*DOCUMENT PASSAGE:*

┌──

(Archie Stocker Sr. / Haida Gwaii Observer) Haida Gwaii Observer photographer Archie Stocker Sr. found this beached jellyfish measuring four feet across during a hike near Tow Hill mid August. “It seemed like an alien invader,” he said. (Archie Stocker Sr. / Haida Gwaii Observer)

Giant lion’s mane jellyfish beach on North Shore

Occurrence may increase with rising sea temperatures, overfishing

Don’t be too alarmed by a mass beaching of lion’s mane jellyfish on the northern shores of Graham Island recently. The world’s largest jellyfish species was found dying by the dozens along the coast from Old Massett to Tow Hill.

While mortality events like this may be rare to Haida Gwaii, it is a seasonal phenomena in many parts of the northern hemisphere, including B.C.’s mainland coast, said jellyfish specialist Mackenzie Neale, a marine biologist and director of animal care with Vancouver Aquarium.

“Lion’s mane jellies have a big bloom every four years and that may be the case here…maybe for some reason they got washed into this particular area, when normally they would wash up somewhere else, but there’s no reason to be alarmed.

“Whether it’s a change in the wind direction, declining health or some other environmental factor, this time of year we start seeing them wash up on beaches…around B.C.”

Lion’s mane jellyfish

The cold-water creatures are good swimmers but are ultimately at the mercy of winds and currents. They’re unable to detect shallow waters before the waves carry them to land.

If a decaying jellyfish does not wash out with the tide, Neale advises caution before moving it to the water. Lion’s manes are among the strongest stingers, even in death.

└──

*INFORMATION:*
┌──

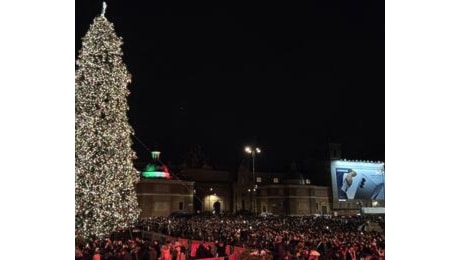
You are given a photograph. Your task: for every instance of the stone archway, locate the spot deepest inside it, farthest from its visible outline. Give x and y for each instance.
(217, 207)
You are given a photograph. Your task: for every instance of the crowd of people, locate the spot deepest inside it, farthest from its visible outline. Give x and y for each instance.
(279, 237)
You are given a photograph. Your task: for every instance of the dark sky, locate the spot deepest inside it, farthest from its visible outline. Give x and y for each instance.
(287, 77)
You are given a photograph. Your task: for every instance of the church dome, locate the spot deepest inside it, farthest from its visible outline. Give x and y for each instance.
(156, 169)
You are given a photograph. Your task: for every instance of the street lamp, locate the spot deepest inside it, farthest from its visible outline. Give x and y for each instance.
(253, 153)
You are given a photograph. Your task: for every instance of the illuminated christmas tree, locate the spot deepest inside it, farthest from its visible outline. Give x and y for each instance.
(105, 197)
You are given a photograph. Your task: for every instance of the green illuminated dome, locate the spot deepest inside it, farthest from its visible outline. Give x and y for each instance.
(156, 169)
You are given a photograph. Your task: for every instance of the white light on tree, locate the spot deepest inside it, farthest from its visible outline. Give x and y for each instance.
(105, 198)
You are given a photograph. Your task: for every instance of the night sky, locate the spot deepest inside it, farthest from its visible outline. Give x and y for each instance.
(286, 77)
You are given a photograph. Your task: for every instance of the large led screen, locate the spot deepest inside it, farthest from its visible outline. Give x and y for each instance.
(357, 180)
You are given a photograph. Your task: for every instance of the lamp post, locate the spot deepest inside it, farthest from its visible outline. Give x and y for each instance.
(253, 153)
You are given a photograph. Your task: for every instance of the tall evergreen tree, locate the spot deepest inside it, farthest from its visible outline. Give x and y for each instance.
(105, 197)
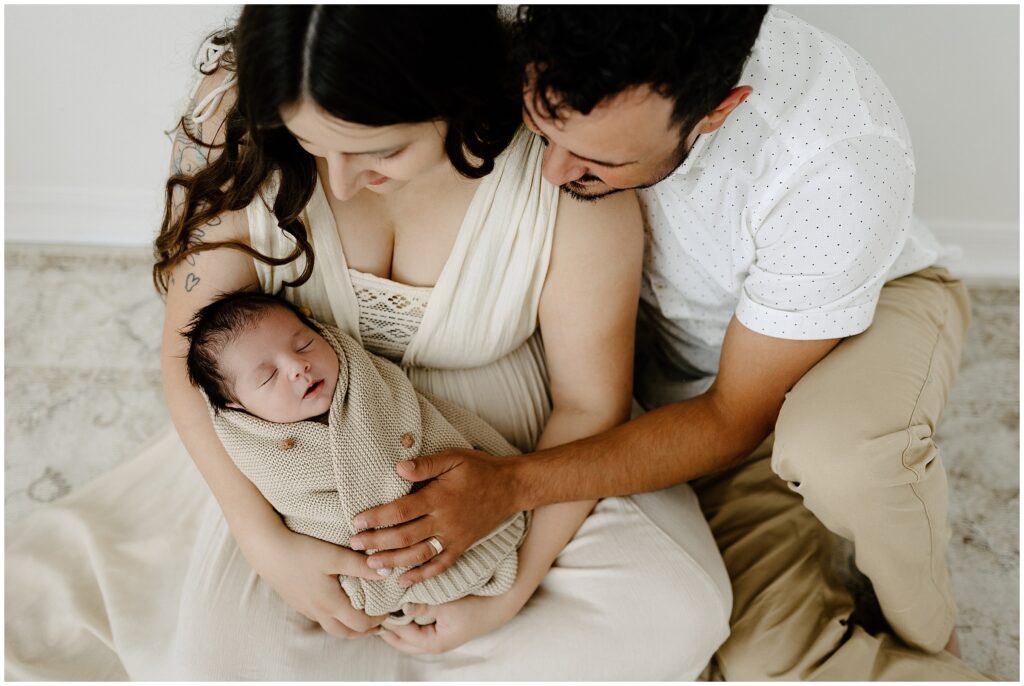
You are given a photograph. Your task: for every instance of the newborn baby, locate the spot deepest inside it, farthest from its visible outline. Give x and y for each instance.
(317, 424)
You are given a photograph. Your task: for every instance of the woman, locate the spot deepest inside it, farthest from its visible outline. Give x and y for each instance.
(438, 244)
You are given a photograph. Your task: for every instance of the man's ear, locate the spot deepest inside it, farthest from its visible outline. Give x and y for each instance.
(717, 117)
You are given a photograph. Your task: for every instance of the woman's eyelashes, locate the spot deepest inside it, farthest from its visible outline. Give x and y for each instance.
(389, 156)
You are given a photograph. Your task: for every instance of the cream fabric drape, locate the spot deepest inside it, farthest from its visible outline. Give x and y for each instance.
(478, 343)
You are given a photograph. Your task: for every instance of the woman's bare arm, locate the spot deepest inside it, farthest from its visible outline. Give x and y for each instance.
(588, 315)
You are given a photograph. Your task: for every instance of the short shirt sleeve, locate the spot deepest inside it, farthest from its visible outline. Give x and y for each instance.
(823, 248)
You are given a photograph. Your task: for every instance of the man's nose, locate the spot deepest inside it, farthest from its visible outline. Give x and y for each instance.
(342, 175)
(560, 167)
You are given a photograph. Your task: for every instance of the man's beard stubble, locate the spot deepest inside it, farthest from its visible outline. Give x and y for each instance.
(578, 191)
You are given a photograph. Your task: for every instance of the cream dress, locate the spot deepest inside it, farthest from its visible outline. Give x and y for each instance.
(138, 576)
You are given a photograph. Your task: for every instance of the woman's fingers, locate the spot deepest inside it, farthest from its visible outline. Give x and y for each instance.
(407, 557)
(412, 638)
(404, 509)
(394, 538)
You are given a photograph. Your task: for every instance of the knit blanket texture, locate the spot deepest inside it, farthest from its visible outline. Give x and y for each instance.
(320, 476)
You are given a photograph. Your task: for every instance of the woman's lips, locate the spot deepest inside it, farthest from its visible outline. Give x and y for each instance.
(313, 390)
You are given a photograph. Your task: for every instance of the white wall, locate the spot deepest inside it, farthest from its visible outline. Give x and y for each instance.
(88, 92)
(89, 89)
(954, 71)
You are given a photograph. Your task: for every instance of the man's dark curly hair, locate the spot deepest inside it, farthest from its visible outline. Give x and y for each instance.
(579, 55)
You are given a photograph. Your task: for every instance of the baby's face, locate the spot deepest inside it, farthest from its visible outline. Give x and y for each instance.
(282, 371)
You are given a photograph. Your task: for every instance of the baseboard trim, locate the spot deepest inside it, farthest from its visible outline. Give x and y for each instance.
(81, 216)
(990, 250)
(77, 216)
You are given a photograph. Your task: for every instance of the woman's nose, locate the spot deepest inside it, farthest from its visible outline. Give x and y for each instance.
(559, 167)
(342, 175)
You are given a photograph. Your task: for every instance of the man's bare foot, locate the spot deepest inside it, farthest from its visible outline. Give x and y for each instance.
(953, 645)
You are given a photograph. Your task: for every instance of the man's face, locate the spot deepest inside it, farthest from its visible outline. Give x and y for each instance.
(627, 141)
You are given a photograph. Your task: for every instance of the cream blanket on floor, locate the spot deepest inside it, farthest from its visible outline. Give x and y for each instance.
(320, 476)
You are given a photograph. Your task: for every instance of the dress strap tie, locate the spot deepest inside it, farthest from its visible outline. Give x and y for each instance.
(207, 61)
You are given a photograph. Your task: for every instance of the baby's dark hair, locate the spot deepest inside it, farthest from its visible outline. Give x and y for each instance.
(213, 327)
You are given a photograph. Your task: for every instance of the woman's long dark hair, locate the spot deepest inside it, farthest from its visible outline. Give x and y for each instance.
(375, 66)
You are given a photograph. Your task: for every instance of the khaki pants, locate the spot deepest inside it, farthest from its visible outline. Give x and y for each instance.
(853, 453)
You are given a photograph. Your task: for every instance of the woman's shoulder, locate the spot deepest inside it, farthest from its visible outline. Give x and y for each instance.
(614, 218)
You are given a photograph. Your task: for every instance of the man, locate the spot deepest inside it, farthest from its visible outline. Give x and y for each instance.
(798, 342)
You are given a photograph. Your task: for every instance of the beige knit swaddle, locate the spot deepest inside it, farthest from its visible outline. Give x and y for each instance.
(320, 477)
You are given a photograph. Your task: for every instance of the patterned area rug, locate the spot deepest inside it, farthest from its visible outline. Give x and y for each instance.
(83, 393)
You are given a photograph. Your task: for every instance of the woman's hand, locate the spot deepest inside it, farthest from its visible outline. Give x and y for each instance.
(304, 572)
(455, 623)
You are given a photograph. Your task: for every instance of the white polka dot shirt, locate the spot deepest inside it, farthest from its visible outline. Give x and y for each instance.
(792, 215)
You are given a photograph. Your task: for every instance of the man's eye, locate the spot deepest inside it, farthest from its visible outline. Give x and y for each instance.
(382, 158)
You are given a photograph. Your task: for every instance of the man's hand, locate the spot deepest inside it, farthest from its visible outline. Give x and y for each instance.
(469, 496)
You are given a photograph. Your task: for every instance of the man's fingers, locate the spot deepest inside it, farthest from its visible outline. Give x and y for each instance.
(435, 566)
(426, 467)
(400, 511)
(335, 628)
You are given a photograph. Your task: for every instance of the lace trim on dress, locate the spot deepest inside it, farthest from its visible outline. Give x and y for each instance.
(390, 313)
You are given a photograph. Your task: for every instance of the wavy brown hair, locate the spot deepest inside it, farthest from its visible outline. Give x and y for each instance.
(376, 66)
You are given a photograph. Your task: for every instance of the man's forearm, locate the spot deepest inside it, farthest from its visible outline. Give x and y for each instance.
(674, 443)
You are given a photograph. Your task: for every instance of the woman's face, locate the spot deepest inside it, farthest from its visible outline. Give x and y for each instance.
(381, 159)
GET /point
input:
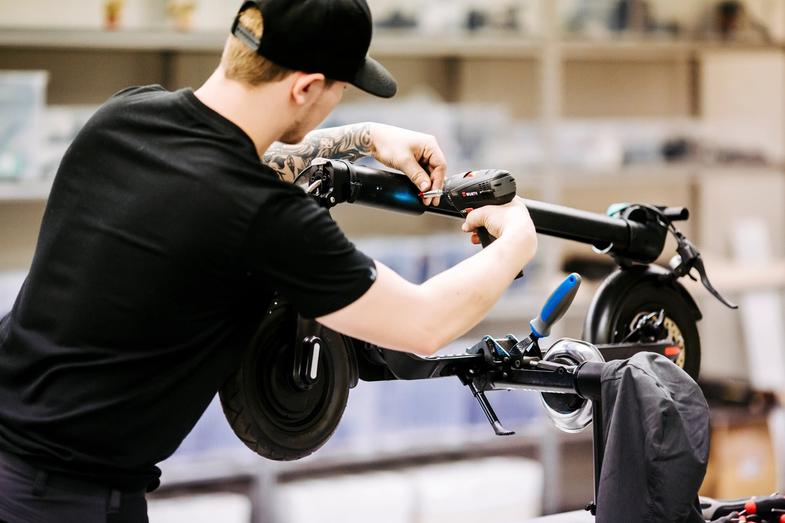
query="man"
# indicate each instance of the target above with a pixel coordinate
(164, 239)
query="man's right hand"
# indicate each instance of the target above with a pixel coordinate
(501, 219)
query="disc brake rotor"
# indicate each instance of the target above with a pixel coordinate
(674, 333)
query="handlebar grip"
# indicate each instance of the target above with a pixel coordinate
(558, 303)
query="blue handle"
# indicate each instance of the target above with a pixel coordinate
(558, 303)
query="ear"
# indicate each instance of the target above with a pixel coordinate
(306, 87)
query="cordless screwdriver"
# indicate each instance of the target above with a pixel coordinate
(476, 189)
(336, 181)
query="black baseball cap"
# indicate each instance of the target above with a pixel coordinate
(319, 36)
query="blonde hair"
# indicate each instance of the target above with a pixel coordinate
(242, 63)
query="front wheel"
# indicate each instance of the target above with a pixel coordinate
(267, 410)
(630, 294)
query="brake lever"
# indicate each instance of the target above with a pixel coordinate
(689, 258)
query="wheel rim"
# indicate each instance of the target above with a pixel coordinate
(674, 333)
(286, 406)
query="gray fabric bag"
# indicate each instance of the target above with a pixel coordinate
(656, 426)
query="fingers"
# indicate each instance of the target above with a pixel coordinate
(474, 219)
(438, 167)
(416, 174)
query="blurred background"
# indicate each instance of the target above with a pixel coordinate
(587, 102)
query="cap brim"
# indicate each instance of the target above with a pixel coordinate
(375, 79)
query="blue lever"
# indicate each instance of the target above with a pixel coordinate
(558, 303)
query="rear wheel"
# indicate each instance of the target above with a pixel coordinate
(274, 416)
(625, 303)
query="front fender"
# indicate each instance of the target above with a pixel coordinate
(612, 291)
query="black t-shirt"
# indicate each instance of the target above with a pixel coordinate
(161, 245)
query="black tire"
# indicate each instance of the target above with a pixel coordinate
(639, 295)
(264, 407)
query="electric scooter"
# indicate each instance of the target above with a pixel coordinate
(289, 395)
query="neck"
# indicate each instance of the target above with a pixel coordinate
(241, 103)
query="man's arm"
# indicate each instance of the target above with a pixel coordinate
(348, 142)
(416, 154)
(398, 314)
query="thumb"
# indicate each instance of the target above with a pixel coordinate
(415, 172)
(474, 219)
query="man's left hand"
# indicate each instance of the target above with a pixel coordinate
(416, 154)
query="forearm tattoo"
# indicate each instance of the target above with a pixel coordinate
(348, 142)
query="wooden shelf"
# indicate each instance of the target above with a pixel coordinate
(137, 40)
(384, 44)
(389, 43)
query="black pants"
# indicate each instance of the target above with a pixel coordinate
(29, 495)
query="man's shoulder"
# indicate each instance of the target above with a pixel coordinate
(137, 90)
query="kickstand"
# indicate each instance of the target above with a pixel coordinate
(488, 410)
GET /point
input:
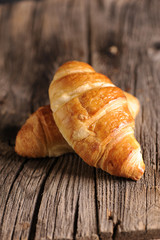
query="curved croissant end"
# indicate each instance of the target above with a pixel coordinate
(40, 137)
(93, 116)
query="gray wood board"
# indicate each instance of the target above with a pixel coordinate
(64, 198)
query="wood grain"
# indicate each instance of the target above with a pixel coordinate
(132, 209)
(64, 198)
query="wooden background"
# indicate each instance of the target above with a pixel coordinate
(64, 198)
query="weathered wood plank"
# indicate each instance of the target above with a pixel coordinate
(123, 47)
(64, 198)
(48, 35)
(21, 186)
(76, 196)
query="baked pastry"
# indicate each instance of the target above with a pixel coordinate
(40, 137)
(93, 116)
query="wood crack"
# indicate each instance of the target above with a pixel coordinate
(96, 203)
(10, 190)
(115, 229)
(76, 219)
(32, 230)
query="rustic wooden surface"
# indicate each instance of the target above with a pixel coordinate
(64, 198)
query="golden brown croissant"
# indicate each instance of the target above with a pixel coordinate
(40, 137)
(93, 116)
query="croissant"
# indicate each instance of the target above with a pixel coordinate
(93, 116)
(40, 137)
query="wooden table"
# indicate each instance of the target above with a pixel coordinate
(64, 198)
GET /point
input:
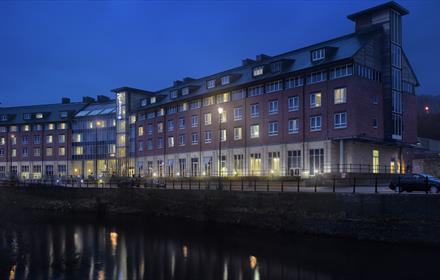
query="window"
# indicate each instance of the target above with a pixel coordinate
(340, 95)
(375, 161)
(183, 107)
(255, 110)
(274, 86)
(208, 101)
(170, 141)
(258, 71)
(223, 135)
(62, 138)
(255, 131)
(315, 100)
(208, 118)
(170, 125)
(181, 123)
(194, 138)
(160, 127)
(238, 94)
(293, 103)
(223, 98)
(318, 54)
(273, 128)
(210, 84)
(225, 80)
(223, 118)
(196, 104)
(256, 90)
(294, 82)
(238, 113)
(208, 136)
(315, 123)
(182, 140)
(273, 107)
(293, 126)
(316, 77)
(150, 129)
(275, 67)
(341, 71)
(238, 133)
(185, 91)
(340, 120)
(194, 121)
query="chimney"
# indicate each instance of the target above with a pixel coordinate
(262, 57)
(65, 100)
(378, 15)
(177, 83)
(102, 98)
(247, 61)
(88, 99)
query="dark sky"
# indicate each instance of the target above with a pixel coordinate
(77, 48)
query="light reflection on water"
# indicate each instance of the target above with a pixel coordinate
(168, 249)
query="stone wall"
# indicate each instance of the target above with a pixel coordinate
(395, 218)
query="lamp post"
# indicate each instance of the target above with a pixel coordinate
(220, 112)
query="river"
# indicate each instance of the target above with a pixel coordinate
(121, 248)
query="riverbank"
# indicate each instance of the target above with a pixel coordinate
(391, 218)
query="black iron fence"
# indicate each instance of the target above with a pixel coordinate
(358, 183)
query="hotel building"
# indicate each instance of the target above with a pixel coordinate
(344, 105)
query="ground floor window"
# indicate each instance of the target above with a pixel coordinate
(375, 161)
(194, 166)
(182, 166)
(255, 164)
(238, 164)
(316, 161)
(207, 166)
(293, 162)
(274, 163)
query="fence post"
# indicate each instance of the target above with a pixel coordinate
(375, 184)
(354, 184)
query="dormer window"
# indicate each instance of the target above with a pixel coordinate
(226, 80)
(258, 71)
(318, 54)
(210, 84)
(185, 91)
(275, 67)
(173, 94)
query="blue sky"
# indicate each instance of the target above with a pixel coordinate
(77, 48)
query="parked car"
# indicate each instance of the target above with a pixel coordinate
(416, 182)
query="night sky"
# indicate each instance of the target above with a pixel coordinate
(54, 49)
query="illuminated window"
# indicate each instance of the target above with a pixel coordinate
(315, 100)
(255, 131)
(375, 161)
(340, 95)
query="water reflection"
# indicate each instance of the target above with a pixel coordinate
(168, 249)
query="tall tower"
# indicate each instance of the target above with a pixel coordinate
(389, 17)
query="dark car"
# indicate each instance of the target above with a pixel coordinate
(416, 182)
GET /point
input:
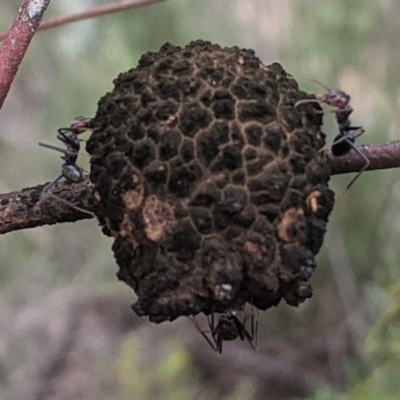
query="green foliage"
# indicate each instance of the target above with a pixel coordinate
(169, 375)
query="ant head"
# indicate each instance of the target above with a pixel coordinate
(336, 98)
(80, 125)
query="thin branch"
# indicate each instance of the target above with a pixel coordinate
(17, 41)
(92, 13)
(28, 209)
(381, 156)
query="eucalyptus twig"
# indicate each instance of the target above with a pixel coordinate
(380, 156)
(17, 41)
(28, 209)
(92, 13)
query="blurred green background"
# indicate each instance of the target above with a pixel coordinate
(66, 327)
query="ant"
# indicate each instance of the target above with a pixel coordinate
(69, 170)
(344, 142)
(229, 327)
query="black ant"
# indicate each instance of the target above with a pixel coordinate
(229, 327)
(69, 170)
(345, 140)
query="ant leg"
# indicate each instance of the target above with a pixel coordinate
(251, 337)
(363, 156)
(305, 101)
(196, 325)
(49, 146)
(46, 191)
(52, 183)
(350, 136)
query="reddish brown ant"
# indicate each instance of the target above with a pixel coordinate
(229, 327)
(69, 170)
(345, 140)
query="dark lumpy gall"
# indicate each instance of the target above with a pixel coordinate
(210, 180)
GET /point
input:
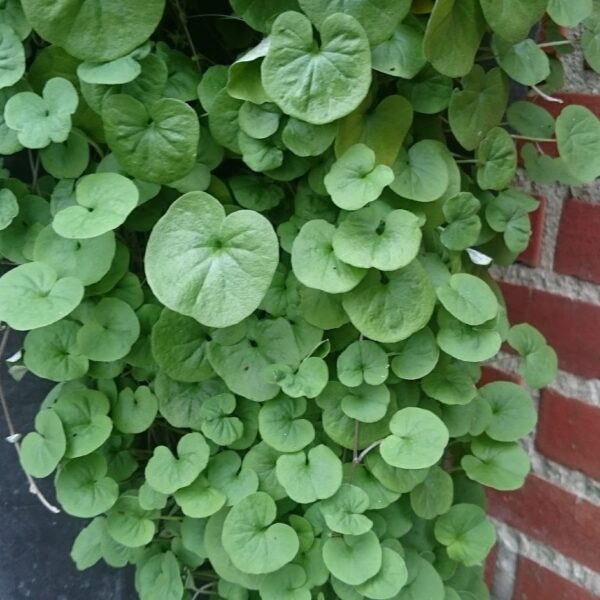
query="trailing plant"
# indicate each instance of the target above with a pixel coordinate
(251, 246)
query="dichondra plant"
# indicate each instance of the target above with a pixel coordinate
(250, 243)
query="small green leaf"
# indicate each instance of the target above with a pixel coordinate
(433, 496)
(217, 424)
(421, 172)
(310, 477)
(389, 580)
(417, 356)
(40, 120)
(315, 263)
(353, 558)
(254, 544)
(366, 403)
(578, 137)
(109, 330)
(240, 248)
(104, 201)
(51, 352)
(464, 224)
(224, 473)
(499, 465)
(134, 411)
(160, 577)
(376, 236)
(453, 35)
(33, 295)
(539, 363)
(156, 144)
(75, 27)
(83, 489)
(341, 62)
(469, 299)
(167, 474)
(128, 523)
(362, 361)
(479, 106)
(355, 179)
(280, 426)
(289, 583)
(513, 413)
(83, 413)
(343, 512)
(401, 55)
(42, 450)
(466, 533)
(179, 345)
(525, 62)
(390, 307)
(418, 439)
(496, 160)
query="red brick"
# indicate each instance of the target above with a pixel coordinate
(491, 374)
(553, 516)
(490, 566)
(568, 432)
(578, 246)
(572, 327)
(533, 254)
(591, 101)
(534, 582)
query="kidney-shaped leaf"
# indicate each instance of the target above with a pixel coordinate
(302, 77)
(166, 473)
(392, 306)
(94, 30)
(209, 266)
(33, 295)
(83, 489)
(254, 544)
(418, 439)
(158, 144)
(42, 449)
(466, 533)
(104, 202)
(39, 120)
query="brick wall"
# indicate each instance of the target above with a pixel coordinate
(549, 532)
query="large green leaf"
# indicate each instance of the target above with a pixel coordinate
(254, 543)
(33, 295)
(513, 19)
(315, 263)
(42, 449)
(479, 106)
(390, 307)
(156, 144)
(104, 201)
(302, 76)
(376, 236)
(76, 26)
(378, 18)
(453, 34)
(210, 266)
(418, 439)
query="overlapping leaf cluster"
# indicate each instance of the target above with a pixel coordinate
(253, 253)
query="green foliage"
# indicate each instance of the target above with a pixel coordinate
(253, 253)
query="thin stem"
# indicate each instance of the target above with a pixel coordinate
(545, 96)
(183, 21)
(33, 488)
(532, 139)
(366, 451)
(552, 44)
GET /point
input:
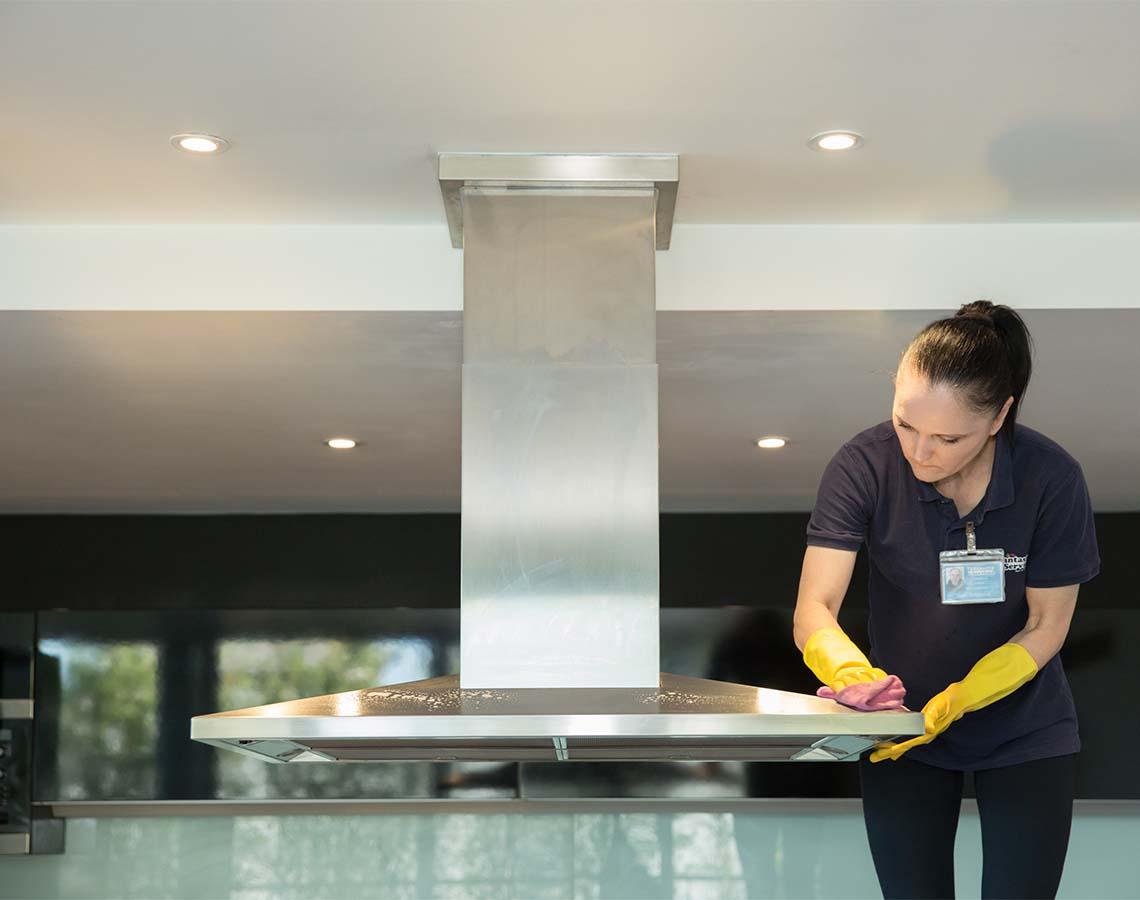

└──

*PROBLEM STATEMENT:*
Write out the lines of the jellyfish beaching article from "Don’t be too" to "to Tow Hill.", with every word unchanged.

*WRITTEN ANSWER:*
Don’t be too alarmed by a mass beaching of lion’s mane jellyfish on the northern shores of Graham Island recently. The world’s largest jellyfish species was found dying by the dozens along the coast from Old Massett to Tow Hill.